Objective — Give the lines of the listing below as a Markdown table with the columns Row and Line, starting from the first line and ending with the line that contains "xmin=476 ymin=546 xmax=763 ymax=842", both ends included. Number each row, leave out blank lines, and include no other lines.

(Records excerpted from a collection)

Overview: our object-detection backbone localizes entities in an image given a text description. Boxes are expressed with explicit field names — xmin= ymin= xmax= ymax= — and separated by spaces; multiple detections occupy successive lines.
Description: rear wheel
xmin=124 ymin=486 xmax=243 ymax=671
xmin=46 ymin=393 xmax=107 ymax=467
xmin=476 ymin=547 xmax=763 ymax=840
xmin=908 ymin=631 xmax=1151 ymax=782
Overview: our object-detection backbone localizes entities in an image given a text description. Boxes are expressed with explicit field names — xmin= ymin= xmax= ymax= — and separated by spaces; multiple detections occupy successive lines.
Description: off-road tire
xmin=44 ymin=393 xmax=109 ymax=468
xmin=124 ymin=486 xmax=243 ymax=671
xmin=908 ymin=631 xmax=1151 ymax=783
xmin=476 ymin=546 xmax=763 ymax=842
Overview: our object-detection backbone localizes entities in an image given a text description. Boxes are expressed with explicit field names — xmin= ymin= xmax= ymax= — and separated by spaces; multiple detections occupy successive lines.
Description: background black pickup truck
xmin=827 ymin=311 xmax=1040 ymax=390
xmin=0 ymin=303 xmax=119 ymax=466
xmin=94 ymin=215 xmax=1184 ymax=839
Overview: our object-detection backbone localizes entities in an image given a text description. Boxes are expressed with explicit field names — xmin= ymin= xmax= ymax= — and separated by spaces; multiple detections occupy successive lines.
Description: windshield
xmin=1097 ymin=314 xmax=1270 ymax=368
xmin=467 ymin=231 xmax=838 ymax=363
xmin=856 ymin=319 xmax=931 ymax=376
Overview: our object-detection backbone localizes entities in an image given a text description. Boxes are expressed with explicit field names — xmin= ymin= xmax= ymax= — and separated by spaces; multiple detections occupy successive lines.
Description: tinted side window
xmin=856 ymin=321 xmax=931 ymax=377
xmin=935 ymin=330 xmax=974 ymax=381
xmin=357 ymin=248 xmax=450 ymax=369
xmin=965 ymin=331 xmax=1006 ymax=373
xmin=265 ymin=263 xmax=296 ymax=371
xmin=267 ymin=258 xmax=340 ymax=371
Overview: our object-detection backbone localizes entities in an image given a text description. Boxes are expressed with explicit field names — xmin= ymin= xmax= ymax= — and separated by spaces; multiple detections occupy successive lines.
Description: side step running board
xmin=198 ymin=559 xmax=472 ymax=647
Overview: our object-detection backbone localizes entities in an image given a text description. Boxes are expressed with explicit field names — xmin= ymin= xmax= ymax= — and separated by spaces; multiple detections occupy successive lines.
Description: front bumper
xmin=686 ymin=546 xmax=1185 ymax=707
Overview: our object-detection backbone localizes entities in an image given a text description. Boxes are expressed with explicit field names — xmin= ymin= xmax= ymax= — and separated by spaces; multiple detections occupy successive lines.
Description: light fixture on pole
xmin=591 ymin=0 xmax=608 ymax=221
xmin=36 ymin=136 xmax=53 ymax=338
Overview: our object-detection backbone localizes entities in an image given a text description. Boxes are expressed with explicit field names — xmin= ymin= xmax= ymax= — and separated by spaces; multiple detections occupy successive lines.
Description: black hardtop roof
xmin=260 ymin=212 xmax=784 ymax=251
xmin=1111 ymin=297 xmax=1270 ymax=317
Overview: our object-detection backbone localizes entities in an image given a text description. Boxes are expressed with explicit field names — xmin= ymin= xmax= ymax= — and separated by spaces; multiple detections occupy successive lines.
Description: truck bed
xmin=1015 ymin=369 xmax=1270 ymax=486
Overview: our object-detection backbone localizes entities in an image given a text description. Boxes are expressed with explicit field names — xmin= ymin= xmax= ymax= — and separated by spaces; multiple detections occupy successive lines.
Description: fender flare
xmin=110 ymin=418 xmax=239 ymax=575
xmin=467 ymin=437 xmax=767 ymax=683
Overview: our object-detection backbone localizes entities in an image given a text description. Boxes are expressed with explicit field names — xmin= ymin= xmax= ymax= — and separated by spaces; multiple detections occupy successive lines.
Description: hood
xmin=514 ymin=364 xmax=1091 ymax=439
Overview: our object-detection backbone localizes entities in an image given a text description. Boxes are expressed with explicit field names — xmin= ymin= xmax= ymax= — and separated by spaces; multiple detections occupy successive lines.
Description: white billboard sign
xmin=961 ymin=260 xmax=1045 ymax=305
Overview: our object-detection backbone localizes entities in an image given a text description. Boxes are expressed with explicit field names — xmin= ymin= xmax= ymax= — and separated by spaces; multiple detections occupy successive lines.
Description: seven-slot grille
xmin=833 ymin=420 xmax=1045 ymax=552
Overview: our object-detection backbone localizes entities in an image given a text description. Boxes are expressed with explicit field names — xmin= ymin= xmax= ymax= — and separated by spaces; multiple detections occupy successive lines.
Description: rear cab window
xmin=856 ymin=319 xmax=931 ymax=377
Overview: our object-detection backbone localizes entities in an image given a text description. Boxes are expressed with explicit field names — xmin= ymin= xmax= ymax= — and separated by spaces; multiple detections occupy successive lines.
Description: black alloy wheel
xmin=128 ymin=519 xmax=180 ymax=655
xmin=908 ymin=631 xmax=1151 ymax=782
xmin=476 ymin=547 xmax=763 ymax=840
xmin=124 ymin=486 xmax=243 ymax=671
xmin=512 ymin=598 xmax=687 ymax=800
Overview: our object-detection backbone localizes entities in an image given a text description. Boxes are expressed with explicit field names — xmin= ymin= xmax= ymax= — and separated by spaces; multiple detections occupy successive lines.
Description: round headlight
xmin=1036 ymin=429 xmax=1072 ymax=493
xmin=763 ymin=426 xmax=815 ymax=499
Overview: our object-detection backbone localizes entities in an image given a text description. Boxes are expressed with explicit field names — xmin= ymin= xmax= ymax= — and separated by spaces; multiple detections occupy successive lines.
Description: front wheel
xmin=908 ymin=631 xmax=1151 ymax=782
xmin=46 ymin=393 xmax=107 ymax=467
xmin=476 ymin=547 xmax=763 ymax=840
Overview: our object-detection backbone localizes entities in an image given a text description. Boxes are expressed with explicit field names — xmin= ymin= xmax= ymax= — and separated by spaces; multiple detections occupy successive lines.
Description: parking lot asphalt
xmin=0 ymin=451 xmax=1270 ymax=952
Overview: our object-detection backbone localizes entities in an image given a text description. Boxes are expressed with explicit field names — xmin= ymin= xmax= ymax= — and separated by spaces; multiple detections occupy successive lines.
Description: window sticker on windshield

Task answer —
| Row | Line |
|---|---|
| 1 | Overview: our object-detection backbone localizes entities in an image given a text description. Boxes are expressed with explicit field names — xmin= ymin= xmax= ymax= — and separated by spaces; multiple detections occupy successive lines. |
| 2 | Description: rear wheel |
| 3 | xmin=124 ymin=486 xmax=243 ymax=671 |
| 4 | xmin=46 ymin=393 xmax=107 ymax=467 |
| 5 | xmin=476 ymin=547 xmax=763 ymax=840 |
| 6 | xmin=908 ymin=631 xmax=1151 ymax=782 |
| 7 | Overview: our object-detection backbone localizes entities in an image given a text description. Boxes are expressed with explicit field names — xmin= ymin= xmax= ymax= — and separated by spaces; multiple detections occupy successive lines. |
| 8 | Description: off-road tire |
| 9 | xmin=44 ymin=393 xmax=109 ymax=468 |
| 10 | xmin=124 ymin=486 xmax=243 ymax=671 |
| 11 | xmin=908 ymin=631 xmax=1151 ymax=783 |
| 12 | xmin=476 ymin=546 xmax=763 ymax=842 |